[Raw data]
==============================
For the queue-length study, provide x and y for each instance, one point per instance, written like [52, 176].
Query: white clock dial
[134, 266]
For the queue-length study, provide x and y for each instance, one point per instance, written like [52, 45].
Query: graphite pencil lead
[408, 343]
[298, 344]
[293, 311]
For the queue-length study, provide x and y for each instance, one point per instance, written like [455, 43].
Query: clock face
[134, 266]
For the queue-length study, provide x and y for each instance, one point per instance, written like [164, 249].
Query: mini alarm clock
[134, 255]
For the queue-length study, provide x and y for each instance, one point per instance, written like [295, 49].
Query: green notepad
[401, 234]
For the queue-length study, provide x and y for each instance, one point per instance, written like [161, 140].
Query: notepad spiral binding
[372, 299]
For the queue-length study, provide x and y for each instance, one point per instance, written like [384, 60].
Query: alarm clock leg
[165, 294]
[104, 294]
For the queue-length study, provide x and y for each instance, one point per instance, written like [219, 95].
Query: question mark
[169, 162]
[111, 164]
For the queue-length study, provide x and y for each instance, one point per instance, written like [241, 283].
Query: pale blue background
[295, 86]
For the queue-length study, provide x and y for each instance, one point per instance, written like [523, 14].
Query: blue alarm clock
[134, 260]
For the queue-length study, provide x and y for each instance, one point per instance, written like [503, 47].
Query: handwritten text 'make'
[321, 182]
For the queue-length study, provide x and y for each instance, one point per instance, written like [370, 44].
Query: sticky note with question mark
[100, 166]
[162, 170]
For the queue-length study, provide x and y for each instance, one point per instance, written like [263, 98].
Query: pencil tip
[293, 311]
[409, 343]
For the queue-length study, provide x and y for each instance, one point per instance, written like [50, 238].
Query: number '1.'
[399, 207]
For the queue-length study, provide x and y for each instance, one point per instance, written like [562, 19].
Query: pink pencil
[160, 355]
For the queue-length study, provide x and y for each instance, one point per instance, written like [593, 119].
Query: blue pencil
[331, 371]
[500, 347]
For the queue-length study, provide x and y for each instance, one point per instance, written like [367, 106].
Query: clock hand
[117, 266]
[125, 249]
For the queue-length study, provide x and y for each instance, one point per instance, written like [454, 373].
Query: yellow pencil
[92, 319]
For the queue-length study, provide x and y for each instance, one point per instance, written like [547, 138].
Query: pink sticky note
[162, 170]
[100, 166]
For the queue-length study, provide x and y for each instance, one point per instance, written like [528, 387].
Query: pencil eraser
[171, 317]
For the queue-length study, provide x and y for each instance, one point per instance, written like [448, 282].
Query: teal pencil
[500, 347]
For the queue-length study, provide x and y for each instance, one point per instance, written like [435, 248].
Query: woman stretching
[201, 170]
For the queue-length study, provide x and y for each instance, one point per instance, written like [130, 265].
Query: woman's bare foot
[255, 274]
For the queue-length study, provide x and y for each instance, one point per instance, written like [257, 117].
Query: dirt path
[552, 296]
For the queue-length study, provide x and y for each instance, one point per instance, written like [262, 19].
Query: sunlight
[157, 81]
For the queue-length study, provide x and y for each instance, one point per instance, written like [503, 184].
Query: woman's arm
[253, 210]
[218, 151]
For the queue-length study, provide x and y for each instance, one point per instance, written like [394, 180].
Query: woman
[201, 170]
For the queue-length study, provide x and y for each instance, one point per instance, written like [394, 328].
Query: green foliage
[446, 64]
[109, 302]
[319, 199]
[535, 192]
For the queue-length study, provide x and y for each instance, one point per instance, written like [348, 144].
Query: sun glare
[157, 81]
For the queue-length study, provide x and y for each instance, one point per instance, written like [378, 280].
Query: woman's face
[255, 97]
==============================
THE TASK: Please reproduce all of the data above word for word, keeping every line in its original order.

RESULT OF THE EXERCISE:
For the queue-length study, provide x and y for each instance, one point per instance, written like [52, 176].
Query: white clock dial
[134, 266]
For the queue-length study, provide x and y for each instance, one point per instance, written like [52, 45].
Query: graphite pencil lead
[408, 343]
[298, 344]
[293, 311]
For the queue-length study, provide x and y for each instance, one point per instance, written like [455, 43].
Query: clock face
[134, 266]
For the queue-length study, provide x and y for each instance, one point per instance, written like [164, 249].
Query: mini alarm clock
[134, 255]
For the queue-length study, provide x and y for each instance, one point per instance, written like [295, 49].
Query: green notepad
[401, 234]
For the queue-length study, provide x and y for each instance, one point per instance, written like [161, 140].
Query: notepad spiral binding
[372, 299]
For the queue-length study, provide x and y for each instance, one point per instance, written like [384, 60].
Query: alarm clock leg
[165, 294]
[104, 294]
For the queue-length study, provide x and y for each instance, one point per instance, written like [219, 95].
Query: question mark
[169, 162]
[111, 164]
For the queue-length study, provide x and y for each instance, one point per instance, written like [241, 283].
Query: pale blue background
[295, 86]
For the queue-length study, provide x and y for each instance, one point per instance, written like [523, 14].
Query: blue alarm clock
[134, 260]
For the queue-length study, provide x and y for each instance, one point per instance, written like [503, 47].
Query: handwritten text 'make'
[321, 182]
For the queue-length study, provide x and y for each instance, one point per instance, written like [370, 44].
Query: sticky note with question mark
[100, 166]
[162, 170]
For the queue-length study, provide x and y for each instance, one point per instance, written like [263, 98].
Query: pencil tip
[293, 311]
[409, 343]
For the queue-length study, provide x and y for each instance, one point per instance, written like [50, 238].
Query: number '1.'
[399, 207]
For the queue-length study, provide x and y for each instance, one point per instance, written like [562, 19].
Query: pink pencil
[160, 355]
For the queue-length study, provide x and y for each instance, one point per instance, written like [593, 119].
Query: blue pencil
[331, 371]
[500, 347]
For the queue-length study, provide x and y for each instance, one point per instance, written like [367, 106].
Query: clock hand
[117, 266]
[125, 249]
For the queue-length study, provide x and y for each instance, one point per instance, written like [454, 373].
Query: yellow pencil
[92, 319]
For the queue-length study, provide x and y for each instance, one point per instance, written like [547, 138].
Query: pink sticky note
[162, 170]
[100, 166]
For the queue-length study, provide x and y for each instance, one point per instance, written like [528, 387].
Query: pencil eraser
[171, 317]
For the queue-length study, provide x and y for each instance, one point per instance, written like [448, 282].
Query: teal pencil
[500, 347]
For the queue-length study, provide x and y for each instance, one point per instance, written like [435, 248].
Query: woman stretching
[201, 170]
For the queue-length study, provide x and y for each instance, one point per instance, written like [130, 265].
Query: woman's bare foot
[255, 274]
For the queue-length study, provide x and y for each instance, one point per instance, written like [257, 117].
Query: dirt path
[552, 296]
For the queue-length study, provide x and y for each instance, one point per instance, written like [262, 19].
Query: sunlight
[157, 81]
For the queue-length study, provide x and y for each instance, one point per instance, written like [503, 184].
Query: woman's arm
[253, 210]
[218, 151]
For the queue-length study, provide x and y for each instance, one point per instance, written like [394, 180].
Query: woman
[201, 170]
For the queue-length study, provide x and y for each instance, one point per instance, written like [394, 328].
Query: green foliage
[446, 64]
[109, 302]
[319, 199]
[535, 192]
For the queue-length study, provide x and y for each instance, one point per instance, written like [348, 144].
Query: sun glare
[157, 81]
For the queue-length study, provide x and y for each instance, one point per instance, written like [378, 280].
Query: woman's face
[255, 97]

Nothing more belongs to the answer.